__WORK INSTRUCTION__:
Please output exactly the lines that run from the line with "Target: the paved walkway" through the final line of the data, inclusive, and nothing more.

__MATERIAL FOR THIS TASK__:
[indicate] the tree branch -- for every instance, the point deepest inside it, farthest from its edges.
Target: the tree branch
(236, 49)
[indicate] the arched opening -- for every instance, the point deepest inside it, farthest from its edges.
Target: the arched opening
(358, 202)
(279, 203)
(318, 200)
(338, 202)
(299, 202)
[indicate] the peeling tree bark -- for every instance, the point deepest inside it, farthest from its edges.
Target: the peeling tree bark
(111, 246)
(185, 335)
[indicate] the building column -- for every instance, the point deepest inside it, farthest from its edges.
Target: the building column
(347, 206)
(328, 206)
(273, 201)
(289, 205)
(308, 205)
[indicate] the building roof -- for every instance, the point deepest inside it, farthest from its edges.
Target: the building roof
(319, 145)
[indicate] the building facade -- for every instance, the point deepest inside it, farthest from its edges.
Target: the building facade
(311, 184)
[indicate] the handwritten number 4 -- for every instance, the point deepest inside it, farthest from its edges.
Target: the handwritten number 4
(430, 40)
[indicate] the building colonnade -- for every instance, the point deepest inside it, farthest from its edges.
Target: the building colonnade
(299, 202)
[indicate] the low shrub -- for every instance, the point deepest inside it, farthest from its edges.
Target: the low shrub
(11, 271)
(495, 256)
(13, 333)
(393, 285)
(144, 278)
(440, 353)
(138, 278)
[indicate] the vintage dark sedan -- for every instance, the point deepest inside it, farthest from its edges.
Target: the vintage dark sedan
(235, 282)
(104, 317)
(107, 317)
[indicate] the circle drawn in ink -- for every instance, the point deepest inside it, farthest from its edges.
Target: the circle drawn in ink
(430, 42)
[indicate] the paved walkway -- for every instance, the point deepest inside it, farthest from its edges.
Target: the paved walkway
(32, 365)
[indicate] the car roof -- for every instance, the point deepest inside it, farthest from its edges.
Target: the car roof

__RESPONSE BELOW__:
Target: the paved walkway
(32, 365)
[indicate] the car roof -- for every instance, the point deepest inside it, farthest from its edges.
Target: the car roof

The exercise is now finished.